> Challenge
Render the lines below as a Markdown table with two columns, Number and Text, giving each line a row number and leaving out blank lines.

> Records supplied
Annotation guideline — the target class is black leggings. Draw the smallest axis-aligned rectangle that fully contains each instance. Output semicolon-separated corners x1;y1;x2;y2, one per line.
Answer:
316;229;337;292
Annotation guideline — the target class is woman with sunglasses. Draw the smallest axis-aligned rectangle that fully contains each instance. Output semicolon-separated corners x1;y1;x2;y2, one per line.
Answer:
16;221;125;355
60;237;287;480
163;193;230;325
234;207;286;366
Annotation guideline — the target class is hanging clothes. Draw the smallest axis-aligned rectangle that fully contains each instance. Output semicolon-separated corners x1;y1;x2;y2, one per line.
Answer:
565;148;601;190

> Task output
| Number | Text |
|---|---|
| 1 | Annotation guideline — the target class is black leggings. Draw the smallest axis-aligned rectangle that fully contains each instance. Output semicolon-separated corners x1;y1;x2;y2, one per line. |
| 2 | Answer: |
| 3 | 316;229;337;292 |
| 4 | Annotation guideline — the target class is woman with sunglasses. Draw the smallest axis-aligned rectangle that fully contains each instance. Output semicolon-separated corners x1;y1;x2;y2, one per line. |
| 5 | Answer: |
| 6 | 16;221;125;355 |
| 7 | 60;237;287;480 |
| 8 | 163;193;230;325 |
| 9 | 234;207;286;366 |
| 10 | Annotation guideline — the target class is hanging clothes. Draw the smallest axis-aligned rectangle that fully contains each instance. Output semicolon-separated corners x1;y1;x2;y2, one per line. |
| 11 | Answer: |
| 12 | 565;148;601;190 |